» What the task requires:
Please reproduce the listing below line for line, without changing anything, and leave the pictures out of your output.

[Point annotations for photos]

----------

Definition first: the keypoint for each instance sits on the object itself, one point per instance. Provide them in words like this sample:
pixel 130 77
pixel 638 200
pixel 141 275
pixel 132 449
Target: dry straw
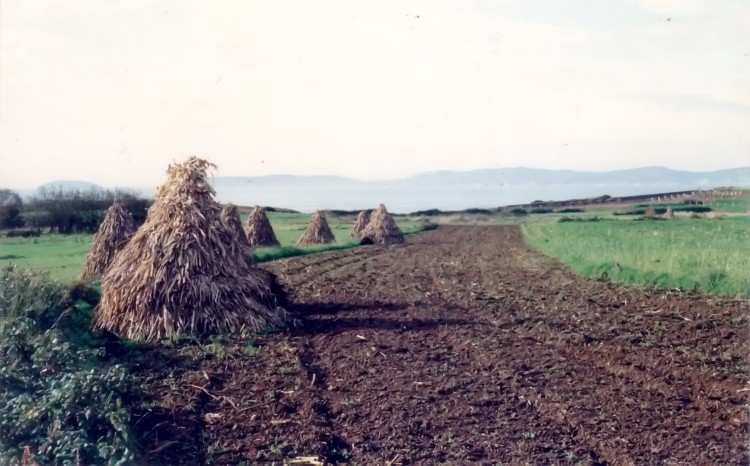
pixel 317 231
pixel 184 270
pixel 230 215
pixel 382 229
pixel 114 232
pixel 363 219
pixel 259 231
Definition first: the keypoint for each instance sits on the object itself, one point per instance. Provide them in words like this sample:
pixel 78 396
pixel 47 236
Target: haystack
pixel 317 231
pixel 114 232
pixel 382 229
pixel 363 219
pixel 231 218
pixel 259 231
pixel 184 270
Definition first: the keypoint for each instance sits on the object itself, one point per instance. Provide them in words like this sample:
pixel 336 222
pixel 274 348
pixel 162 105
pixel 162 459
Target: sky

----------

» Full output:
Definition first: the keypoint for each instance sits on the object itself, one point per instance. Provide them in words like this sample:
pixel 130 77
pixel 638 200
pixel 141 275
pixel 132 449
Target: dry straw
pixel 317 231
pixel 184 270
pixel 230 215
pixel 382 229
pixel 114 232
pixel 363 219
pixel 259 231
Definition first: the keypoint for each instance sits on the object itself, one point per instance. Provide them in words like this sample:
pixel 78 396
pixel 47 236
Target: haystack
pixel 317 231
pixel 114 232
pixel 382 229
pixel 363 219
pixel 231 218
pixel 259 231
pixel 184 270
Definition first: the keypoint for each instance sits on the object itself, one point per instance. Provide them in words like this sample:
pixel 336 222
pixel 274 348
pixel 162 105
pixel 162 459
Target: sky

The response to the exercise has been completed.